▶ [Supplied data]:
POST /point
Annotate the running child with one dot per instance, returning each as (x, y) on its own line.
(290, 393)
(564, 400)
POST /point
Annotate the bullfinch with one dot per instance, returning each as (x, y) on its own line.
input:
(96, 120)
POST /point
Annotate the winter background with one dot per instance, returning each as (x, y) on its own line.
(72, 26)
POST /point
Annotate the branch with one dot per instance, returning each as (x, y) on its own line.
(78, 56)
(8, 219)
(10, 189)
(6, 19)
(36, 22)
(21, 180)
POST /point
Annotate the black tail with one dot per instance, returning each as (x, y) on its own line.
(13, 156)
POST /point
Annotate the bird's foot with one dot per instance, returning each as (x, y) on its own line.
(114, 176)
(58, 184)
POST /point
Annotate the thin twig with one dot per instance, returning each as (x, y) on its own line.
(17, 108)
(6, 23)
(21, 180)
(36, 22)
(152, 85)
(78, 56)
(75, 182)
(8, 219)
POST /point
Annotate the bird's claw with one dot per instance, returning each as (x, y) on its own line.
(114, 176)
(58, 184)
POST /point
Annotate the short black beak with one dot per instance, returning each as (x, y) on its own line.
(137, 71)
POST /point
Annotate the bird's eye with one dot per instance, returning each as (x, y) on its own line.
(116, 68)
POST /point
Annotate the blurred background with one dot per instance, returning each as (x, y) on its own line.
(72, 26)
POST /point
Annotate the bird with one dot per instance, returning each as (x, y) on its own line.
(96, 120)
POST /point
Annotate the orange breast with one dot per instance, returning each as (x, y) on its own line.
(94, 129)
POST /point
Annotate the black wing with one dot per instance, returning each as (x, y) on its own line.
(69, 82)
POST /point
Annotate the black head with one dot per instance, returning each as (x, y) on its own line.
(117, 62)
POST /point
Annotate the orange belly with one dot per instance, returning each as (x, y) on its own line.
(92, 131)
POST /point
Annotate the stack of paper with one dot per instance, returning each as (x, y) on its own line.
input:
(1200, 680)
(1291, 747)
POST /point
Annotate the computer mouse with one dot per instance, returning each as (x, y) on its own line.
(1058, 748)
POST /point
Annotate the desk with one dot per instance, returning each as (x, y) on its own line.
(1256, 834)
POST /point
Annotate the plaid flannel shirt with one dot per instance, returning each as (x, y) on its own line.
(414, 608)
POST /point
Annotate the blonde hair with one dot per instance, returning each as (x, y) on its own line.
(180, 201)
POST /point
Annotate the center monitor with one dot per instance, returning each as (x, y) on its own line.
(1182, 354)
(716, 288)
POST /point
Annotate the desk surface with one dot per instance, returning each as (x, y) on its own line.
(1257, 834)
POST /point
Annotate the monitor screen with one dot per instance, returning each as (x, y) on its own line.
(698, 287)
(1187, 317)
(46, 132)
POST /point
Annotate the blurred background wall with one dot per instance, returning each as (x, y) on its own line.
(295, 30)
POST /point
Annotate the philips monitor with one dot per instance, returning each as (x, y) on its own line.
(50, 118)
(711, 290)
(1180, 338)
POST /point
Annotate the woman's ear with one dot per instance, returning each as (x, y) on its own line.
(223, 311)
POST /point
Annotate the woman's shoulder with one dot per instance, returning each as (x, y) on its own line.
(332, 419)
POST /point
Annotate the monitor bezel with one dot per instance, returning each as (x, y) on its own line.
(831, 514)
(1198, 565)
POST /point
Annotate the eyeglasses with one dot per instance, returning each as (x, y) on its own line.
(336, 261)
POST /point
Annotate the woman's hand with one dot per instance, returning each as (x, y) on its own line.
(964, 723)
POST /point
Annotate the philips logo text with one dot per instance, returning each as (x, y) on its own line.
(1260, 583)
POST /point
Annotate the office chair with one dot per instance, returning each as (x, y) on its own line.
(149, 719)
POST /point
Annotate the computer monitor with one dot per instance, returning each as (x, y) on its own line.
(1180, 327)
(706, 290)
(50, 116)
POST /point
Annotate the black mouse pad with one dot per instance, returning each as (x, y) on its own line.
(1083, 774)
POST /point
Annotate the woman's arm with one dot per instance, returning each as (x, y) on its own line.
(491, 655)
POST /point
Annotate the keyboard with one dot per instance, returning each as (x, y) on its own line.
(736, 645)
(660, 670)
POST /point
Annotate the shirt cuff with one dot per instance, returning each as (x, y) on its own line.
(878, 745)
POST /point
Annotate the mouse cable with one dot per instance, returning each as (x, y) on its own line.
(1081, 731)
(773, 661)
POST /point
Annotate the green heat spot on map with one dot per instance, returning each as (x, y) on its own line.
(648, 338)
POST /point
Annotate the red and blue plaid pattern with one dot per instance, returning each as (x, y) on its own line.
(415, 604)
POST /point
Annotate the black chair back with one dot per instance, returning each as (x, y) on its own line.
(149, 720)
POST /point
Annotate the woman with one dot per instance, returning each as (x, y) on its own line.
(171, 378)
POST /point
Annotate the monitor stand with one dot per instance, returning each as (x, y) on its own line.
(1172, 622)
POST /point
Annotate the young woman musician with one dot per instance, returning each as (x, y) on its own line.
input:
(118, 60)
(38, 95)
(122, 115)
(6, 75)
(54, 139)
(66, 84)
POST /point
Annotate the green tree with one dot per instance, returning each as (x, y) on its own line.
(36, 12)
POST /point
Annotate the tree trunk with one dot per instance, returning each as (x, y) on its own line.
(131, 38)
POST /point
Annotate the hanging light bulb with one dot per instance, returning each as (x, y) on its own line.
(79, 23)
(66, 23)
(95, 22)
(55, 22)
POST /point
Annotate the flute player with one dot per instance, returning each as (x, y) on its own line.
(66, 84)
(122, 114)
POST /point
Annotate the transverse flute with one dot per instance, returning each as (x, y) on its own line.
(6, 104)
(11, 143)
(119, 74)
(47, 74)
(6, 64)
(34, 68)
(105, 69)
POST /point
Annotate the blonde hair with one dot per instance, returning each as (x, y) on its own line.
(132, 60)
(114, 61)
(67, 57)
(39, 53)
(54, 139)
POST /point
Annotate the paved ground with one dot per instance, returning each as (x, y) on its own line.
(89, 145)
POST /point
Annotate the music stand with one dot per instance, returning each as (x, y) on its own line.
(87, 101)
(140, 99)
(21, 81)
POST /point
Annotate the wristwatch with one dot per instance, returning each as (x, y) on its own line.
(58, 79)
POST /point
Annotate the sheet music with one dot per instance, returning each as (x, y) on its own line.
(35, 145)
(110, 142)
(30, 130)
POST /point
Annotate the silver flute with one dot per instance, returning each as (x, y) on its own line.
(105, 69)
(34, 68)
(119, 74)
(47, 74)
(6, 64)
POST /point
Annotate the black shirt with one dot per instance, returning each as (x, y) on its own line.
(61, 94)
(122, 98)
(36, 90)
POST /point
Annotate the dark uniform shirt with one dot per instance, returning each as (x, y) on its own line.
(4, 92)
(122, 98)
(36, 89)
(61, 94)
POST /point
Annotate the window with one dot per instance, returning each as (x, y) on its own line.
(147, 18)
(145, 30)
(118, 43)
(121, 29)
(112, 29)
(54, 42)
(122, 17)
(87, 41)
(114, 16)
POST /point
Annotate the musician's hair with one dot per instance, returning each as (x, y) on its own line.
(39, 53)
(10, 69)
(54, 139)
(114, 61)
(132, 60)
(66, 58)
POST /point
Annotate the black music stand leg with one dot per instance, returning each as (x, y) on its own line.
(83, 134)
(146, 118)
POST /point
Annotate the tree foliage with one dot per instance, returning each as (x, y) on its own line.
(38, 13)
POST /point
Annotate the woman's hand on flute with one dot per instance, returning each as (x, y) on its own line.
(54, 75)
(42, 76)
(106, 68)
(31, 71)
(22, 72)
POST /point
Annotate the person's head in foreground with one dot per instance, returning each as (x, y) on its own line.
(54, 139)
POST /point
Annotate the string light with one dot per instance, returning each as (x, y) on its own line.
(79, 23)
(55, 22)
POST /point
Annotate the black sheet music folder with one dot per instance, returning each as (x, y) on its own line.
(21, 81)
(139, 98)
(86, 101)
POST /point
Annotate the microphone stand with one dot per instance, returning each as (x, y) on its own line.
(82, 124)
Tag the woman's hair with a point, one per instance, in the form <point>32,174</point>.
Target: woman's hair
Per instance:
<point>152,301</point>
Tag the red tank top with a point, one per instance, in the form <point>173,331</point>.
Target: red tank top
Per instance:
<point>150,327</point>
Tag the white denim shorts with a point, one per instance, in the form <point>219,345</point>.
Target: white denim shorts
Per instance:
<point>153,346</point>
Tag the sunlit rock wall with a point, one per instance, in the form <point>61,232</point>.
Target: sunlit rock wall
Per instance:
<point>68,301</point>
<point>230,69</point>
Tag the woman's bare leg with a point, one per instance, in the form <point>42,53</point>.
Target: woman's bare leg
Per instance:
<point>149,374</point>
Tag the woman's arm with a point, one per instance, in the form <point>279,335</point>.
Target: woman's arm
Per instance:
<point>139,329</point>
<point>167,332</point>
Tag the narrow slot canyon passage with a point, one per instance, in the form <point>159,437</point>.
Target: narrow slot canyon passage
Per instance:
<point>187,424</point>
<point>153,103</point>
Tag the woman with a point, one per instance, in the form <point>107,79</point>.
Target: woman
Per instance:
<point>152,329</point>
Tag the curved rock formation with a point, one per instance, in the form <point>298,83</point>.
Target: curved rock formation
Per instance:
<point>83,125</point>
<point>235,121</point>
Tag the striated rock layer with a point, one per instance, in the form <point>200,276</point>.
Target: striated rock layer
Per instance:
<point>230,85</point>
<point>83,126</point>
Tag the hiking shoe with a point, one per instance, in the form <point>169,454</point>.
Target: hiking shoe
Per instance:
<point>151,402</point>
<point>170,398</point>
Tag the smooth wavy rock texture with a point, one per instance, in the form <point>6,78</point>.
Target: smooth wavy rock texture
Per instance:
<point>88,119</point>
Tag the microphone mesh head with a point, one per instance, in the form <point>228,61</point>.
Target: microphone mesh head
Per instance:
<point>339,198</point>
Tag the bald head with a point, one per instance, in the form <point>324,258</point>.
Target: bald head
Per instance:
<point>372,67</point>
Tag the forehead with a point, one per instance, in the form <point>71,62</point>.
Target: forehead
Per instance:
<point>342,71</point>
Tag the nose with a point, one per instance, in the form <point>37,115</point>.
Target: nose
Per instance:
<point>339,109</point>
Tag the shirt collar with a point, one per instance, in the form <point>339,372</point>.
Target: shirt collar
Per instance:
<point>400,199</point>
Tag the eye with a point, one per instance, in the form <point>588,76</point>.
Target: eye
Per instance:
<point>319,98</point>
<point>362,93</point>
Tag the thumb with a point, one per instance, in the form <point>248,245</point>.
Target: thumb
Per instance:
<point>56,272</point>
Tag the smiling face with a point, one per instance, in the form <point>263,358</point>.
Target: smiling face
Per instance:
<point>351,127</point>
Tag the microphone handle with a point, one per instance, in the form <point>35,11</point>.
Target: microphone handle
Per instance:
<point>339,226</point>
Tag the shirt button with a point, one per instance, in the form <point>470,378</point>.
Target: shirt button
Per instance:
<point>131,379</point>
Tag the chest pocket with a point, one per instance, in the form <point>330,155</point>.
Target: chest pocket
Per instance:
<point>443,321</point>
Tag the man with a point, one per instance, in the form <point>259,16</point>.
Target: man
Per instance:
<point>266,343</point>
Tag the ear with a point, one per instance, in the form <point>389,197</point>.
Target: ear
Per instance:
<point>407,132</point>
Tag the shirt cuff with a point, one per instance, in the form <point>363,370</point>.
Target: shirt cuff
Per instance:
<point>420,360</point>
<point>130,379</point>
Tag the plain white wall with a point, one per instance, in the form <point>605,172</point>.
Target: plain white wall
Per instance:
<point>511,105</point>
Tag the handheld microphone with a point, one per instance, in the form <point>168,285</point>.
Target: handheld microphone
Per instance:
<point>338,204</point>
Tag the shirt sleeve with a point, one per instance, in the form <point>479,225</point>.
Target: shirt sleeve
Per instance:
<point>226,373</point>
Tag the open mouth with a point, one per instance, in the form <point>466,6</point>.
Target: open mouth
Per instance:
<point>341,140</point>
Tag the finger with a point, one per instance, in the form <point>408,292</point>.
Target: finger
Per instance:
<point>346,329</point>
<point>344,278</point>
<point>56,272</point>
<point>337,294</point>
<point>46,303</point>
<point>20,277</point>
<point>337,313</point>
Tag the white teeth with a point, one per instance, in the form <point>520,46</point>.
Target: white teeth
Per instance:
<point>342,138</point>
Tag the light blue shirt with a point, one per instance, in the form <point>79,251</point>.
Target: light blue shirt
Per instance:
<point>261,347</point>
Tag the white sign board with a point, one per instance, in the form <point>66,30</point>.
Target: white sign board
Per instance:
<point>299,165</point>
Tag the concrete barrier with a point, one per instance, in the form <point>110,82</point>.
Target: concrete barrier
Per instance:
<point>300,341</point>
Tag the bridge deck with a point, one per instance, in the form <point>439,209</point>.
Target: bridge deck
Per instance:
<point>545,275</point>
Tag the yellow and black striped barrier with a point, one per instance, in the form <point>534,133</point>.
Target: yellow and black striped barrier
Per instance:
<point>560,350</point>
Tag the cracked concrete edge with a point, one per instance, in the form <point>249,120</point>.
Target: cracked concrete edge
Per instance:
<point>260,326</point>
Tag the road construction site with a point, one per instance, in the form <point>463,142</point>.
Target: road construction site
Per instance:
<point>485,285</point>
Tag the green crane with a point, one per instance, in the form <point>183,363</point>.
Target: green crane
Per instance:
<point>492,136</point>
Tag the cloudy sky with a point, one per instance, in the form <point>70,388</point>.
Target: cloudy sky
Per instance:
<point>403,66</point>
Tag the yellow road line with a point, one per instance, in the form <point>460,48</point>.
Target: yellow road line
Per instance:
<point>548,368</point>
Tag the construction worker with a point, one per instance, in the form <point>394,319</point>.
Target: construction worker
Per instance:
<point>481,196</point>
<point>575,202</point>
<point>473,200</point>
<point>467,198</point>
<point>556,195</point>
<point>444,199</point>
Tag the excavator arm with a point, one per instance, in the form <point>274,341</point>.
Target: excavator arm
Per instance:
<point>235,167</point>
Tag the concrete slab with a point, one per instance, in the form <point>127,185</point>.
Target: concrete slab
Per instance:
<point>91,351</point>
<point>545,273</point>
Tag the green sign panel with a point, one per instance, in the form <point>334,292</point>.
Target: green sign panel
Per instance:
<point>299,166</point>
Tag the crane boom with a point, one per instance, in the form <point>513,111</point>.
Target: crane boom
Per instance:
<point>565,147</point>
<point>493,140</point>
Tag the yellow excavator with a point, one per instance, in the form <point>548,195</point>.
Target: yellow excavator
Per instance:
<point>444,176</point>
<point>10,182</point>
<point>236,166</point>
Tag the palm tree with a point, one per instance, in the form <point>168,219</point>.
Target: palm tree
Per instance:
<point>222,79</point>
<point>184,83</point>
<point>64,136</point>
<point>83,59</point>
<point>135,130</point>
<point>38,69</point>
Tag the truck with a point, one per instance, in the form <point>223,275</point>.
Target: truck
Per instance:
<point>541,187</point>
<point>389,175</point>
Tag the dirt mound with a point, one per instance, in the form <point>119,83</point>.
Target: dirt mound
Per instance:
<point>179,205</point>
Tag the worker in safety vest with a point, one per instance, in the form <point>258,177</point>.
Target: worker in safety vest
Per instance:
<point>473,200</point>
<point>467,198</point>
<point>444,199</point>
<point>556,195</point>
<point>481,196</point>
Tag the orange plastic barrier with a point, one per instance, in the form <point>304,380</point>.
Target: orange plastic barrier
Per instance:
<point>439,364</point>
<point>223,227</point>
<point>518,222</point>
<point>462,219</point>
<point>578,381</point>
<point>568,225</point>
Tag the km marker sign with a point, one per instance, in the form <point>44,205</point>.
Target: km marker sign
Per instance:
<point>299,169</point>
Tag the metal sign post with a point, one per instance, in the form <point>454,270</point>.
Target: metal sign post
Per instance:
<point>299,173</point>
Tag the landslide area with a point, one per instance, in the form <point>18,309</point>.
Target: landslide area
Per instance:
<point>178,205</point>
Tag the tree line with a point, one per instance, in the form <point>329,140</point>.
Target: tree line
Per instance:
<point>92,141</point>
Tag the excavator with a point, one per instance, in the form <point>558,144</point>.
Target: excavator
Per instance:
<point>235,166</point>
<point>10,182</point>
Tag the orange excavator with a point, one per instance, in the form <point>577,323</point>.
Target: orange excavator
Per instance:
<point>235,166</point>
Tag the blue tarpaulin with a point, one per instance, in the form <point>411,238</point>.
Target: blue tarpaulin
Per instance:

▶ [Aim]: Copy the records verbatim, starting at the line that contains "Tag the chest" and ending with the line that contains "<point>337,313</point>".

▶ [Solution for this task]:
Tag the chest pocket with a point, one per instance, in the form <point>330,155</point>.
Target: chest pocket
Per instance:
<point>443,321</point>
Tag the man with a point, one per instance, in the form <point>259,16</point>.
Target: man
Per instance:
<point>266,343</point>
Tag the ear with a point, one per instance, in the form <point>389,197</point>.
Target: ear
Per instance:
<point>407,132</point>
Tag the shirt cuff with a point, one per instance, in the form <point>363,370</point>.
Target: shirt cuff
Per instance:
<point>420,360</point>
<point>130,379</point>
Tag the plain white wall with a point, one per instance, in the form <point>605,172</point>.
Target: plain white wall
Per instance:
<point>511,105</point>
Tag the handheld microphone with a point, one per instance, in the form <point>168,285</point>.
Target: handheld microphone
Per instance:
<point>338,204</point>
Tag the shirt sleeve with a point, one per instance, in the form <point>479,225</point>.
Target: shirt sleeve
Per instance:
<point>226,373</point>
Tag the open mouth with a point, one per instance, in the form <point>466,6</point>.
Target: open mouth
Per instance:
<point>341,140</point>
Tag the finger with a point, one per instance, in the form <point>408,292</point>.
Target: finger
Per instance:
<point>346,329</point>
<point>344,278</point>
<point>56,272</point>
<point>337,294</point>
<point>46,303</point>
<point>20,277</point>
<point>337,313</point>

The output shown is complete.